MATTHEWS: OK. You mean, they expect to have a lot of explosions?

KOHLMANN: They are hoping for that. The idea is to keep the tempo
up -- to keep the number of operations up, and those eventually to make it
through our security.

MATTHEWS: Roger, if you`re really attentive TSA operator, you`re
watching the scanner right now -- would you be able to see one of these,
the underwear?

CRESSEY: It depends, is the quick answer.

Here`s what`s going to happen, Chris. This device is now in
Quantico, in the FBI lab. They`re going to tear it apart, analyze it,
they`re going to run it through it, several of the AITs, these body
scanners, to see what part of it might show and what not.

And then you`re going to get guidance -- guidance from the bureau is
going to be given to TSA.

MATTHEW: Stricter than normal.

CRESSEY: It could -- I mean, who knows? But whatever the evidence
is, that we -- and conclusions that we draw from the lab analysis, you`re
going to will see that with TSA. It may require new measures that we`re
going to see as we go into airports. But again it depends on what the FBI
determines after its analysis.

MATTHEWS: And last question quickly to Evan, are we going to have
more of these people carrying the bombs inside them? Surgically implanted?

KOHLMANN: Look, I mean, surgically implanted, probably not.
Concealed within clothing, definitely. I think you have take al Qaeda at
its word. And after Umar Abdulmutallab, they said expect us to send more
people like this. Expect this to happen again.

And the problem is that there are other al Qaeda affiliates out now
that all want to be the next latest and greatest in the world of terrorism.
And you can be sure they are watching this right now and saying, let`s
emulate this. Let`s do this ourselves and next time, we`ll grab the
headline, we`ll grab the focus and we`ll get the notoriety out of it.

MATTHEWS: Yes, thank you so much for the bad news.

Evan Kohlmann, thank you.

KOHLMANN: Thank you.

MATTHEWS: Roger Cressey -- whenever you guys show up, I have a bad
night. Anyway, when we return -- just kidding. It`s great to have this
kind of reporting.

◆ **PROBLEM SET**
• 1. List the things Cressey says will be done with the device at the FBI lab in Quantico, including what will follow from that work.
• 2. Summarize the interview transcript in two sentences.
• 3. Resume the interview transcript from the point where it stops.

◆ **DATASET RECORDS**
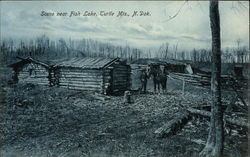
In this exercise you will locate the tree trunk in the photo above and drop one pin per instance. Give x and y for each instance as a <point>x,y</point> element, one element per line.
<point>214,145</point>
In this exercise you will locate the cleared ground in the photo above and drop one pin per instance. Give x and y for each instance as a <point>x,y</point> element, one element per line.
<point>41,121</point>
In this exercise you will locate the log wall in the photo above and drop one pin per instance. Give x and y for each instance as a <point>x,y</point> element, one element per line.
<point>80,79</point>
<point>33,73</point>
<point>121,78</point>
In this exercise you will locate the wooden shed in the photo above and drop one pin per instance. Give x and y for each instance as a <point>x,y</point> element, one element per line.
<point>103,75</point>
<point>29,70</point>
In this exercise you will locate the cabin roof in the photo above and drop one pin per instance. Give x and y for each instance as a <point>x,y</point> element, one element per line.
<point>87,63</point>
<point>27,60</point>
<point>149,61</point>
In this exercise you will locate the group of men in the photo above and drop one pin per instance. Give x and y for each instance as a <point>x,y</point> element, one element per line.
<point>159,74</point>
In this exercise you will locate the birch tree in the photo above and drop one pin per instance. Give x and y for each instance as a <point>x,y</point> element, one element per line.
<point>214,144</point>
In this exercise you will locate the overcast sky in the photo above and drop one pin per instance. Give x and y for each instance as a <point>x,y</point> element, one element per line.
<point>190,28</point>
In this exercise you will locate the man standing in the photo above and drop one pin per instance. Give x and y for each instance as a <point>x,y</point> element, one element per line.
<point>144,78</point>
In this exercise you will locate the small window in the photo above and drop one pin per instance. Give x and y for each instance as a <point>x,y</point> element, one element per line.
<point>30,71</point>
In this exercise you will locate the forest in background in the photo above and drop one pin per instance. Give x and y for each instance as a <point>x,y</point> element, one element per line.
<point>44,48</point>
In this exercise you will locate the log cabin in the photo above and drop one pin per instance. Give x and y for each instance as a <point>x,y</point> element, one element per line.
<point>102,75</point>
<point>29,70</point>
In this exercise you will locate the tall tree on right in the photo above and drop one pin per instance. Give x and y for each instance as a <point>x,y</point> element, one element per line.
<point>214,145</point>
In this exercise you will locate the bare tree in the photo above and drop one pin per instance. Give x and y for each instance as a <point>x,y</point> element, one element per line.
<point>214,145</point>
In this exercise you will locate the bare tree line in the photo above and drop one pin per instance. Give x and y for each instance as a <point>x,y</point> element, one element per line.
<point>44,48</point>
<point>237,54</point>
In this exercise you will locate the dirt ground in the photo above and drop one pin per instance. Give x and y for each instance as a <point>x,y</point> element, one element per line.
<point>38,121</point>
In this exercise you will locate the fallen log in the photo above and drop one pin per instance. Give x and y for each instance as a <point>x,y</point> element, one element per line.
<point>229,120</point>
<point>173,126</point>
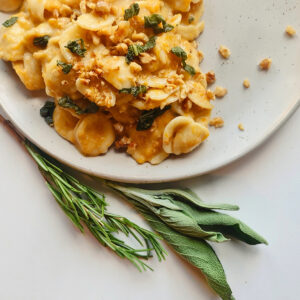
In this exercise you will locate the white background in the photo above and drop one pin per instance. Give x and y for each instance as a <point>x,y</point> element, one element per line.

◆ **ANSWERS PROVIDED**
• 1.
- Tear it apart.
- Analyze it.
- Run it through several of the AITs, the body scanners, to see what part of it might show.
- Give guidance from the bureau to TSA.

• 2. Cressey says that whether a TSA operator could spot the underwear device depends on what the FBI lab in Quantico finds when it analyzes the device and runs it through body scanners, and that guidance, possibly including new airport measures, will then go to TSA. Kohlmann says al Qaeda hopes to keep the number of operations up until one gets through, expects more bombs concealed in clothing rather than surgically implanted, and warns that other al Qaeda affiliates will try to emulate the attack to win notoriety.

• 3.
When we return, "Let Me Finish" with my thoughts about our evolving
president. You`re watching HARDBALL.

(COMMERCIAL BREAK)

MATTHEWS: "Let Me Finish" tonight with this:

My problem with two-party politics is that you are inevitably drawn
into saying things in public than you would normally prefer not to. If
you`re a Democrat, for example, you are supposed to be down the line for
the labor positions, down the line for women`s groups, down the line for
immigration advocates, oh, yes, down the line for the latest bipartisan
push for war.

For this reason, I`d rather be a commentator and pick my fights.
Look, I`ve been fairly positive about all the causes of gay people in this
country. I think the president is clearly with those causes. It`s about
saying the right thing when it will achieve the right purpose.

Would it achieve the purpose of marriage equality for the president
to back it now? Would is t advance to have a year or two ahead of its
current phase of acceptance? Or would it simply incur casualties in the
cause? The loss of several more culturally conservative states, including
North Carolina or Ohio or cost Obama even a surprising state, like
Pennsylvania?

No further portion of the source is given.